*** Block opens ***

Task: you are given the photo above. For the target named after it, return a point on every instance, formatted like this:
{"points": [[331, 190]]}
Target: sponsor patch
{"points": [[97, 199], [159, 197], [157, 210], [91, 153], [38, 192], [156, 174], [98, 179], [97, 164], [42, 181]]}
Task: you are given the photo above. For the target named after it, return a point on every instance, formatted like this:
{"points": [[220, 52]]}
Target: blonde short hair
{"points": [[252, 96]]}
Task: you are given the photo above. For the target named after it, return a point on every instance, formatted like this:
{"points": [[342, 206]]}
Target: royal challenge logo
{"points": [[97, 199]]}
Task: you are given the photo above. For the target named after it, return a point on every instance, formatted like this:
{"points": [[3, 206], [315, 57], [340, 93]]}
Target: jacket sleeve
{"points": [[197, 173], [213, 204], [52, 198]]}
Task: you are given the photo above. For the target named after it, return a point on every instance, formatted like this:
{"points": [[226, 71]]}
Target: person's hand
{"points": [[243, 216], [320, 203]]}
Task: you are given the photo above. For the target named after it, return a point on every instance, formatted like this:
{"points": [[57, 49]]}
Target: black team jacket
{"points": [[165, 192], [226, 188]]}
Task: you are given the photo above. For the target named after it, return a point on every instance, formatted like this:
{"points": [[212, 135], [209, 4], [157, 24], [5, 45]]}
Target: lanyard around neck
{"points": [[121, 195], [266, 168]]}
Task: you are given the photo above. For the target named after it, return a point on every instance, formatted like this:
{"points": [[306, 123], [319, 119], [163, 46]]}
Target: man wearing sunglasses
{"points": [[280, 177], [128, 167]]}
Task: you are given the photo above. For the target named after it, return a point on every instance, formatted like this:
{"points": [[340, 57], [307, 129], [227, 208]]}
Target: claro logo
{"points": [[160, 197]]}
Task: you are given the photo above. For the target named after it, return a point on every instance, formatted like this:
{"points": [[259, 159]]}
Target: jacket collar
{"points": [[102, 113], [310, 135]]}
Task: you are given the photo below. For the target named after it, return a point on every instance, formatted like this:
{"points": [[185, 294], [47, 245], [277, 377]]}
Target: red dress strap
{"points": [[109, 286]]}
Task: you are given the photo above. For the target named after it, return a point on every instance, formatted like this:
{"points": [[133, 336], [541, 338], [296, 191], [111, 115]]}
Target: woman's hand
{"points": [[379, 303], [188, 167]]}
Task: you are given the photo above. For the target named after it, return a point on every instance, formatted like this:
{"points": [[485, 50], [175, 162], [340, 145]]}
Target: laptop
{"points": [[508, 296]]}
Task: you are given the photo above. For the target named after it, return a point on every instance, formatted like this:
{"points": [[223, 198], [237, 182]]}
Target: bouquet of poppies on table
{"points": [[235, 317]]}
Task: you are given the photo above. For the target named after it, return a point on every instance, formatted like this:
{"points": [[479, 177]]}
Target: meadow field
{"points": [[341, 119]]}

*** Block closes ***

- TO DO -
Give the material above back in full, exactly as written.

- REPLY -
Task: you are given the photo above. For the target named after it, return a point on every instance, formatted like this:
{"points": [[331, 190]]}
Target: sponsor patch
{"points": [[97, 199], [159, 197], [157, 210], [91, 153], [38, 192], [156, 174], [98, 179], [97, 164], [42, 181]]}
Task: you are given the photo above. For the target named after it, return a point on every instance, formatted like this:
{"points": [[220, 52]]}
Target: blonde short hair
{"points": [[252, 96]]}
Task: you are given the photo above. For the target named after it, return a point on every instance, formatted like this:
{"points": [[342, 206]]}
Target: royal challenge logo
{"points": [[97, 199]]}
Task: you are given the photo above. For the target named after it, return a point on every instance, formatted like this:
{"points": [[3, 206], [315, 57], [340, 93]]}
Target: jacket sleeve
{"points": [[197, 173], [213, 204], [52, 198]]}
Task: you are given the photo above. For the target named after it, return a point on every instance, formatted like this:
{"points": [[226, 71]]}
Target: person's hand
{"points": [[243, 216], [320, 203]]}
Task: you are given the photo above. For the target named after it, return a point on every instance, formatted like this:
{"points": [[57, 49]]}
Target: black team jacket
{"points": [[165, 192], [226, 188]]}
Task: you are given the photo above. For the target named after it, return a point on every instance, formatted like this:
{"points": [[212, 135], [209, 4], [157, 24], [5, 45]]}
Target: lanyard around neck
{"points": [[121, 195], [266, 168]]}
Task: you are given the photo above. For the target named after it, return a point on every instance, formatted like this:
{"points": [[306, 123], [319, 119], [163, 46]]}
Target: man wearing sunglasses
{"points": [[280, 177], [128, 167]]}
Task: you are given the photo above. For the target named after it, return a point on every instance, formatted like this:
{"points": [[340, 57], [307, 129], [227, 208]]}
Target: claro logo
{"points": [[160, 197]]}
Task: you are given the photo above. For the target named after it, return a point on every instance, formatted like this:
{"points": [[259, 159]]}
Target: jacket collar
{"points": [[102, 113], [310, 135]]}
Task: you are given the photo below. For the target named after it, return a point on every instance, formatted like this:
{"points": [[185, 294], [47, 245], [277, 377]]}
Target: red dress strap
{"points": [[109, 286]]}
Task: you are given the photo above. For the target named after it, return a point on every instance, formatted like this:
{"points": [[133, 336], [541, 338], [296, 191], [111, 115]]}
Target: woman's hand
{"points": [[379, 303], [188, 167]]}
Task: you are given the photo above. For the target named after it, return a point on every instance, formatted like this:
{"points": [[485, 50], [175, 162], [340, 145]]}
Target: laptop
{"points": [[508, 296]]}
Task: you are given the photo above. For the target named after it, return a point on every instance, formatted like this:
{"points": [[223, 198], [237, 182]]}
Target: bouquet of poppies on table
{"points": [[235, 317]]}
Task: you are given the photo above. For the target named after it, return a point on every instance, formatted like this:
{"points": [[479, 177]]}
Target: meadow field
{"points": [[341, 119]]}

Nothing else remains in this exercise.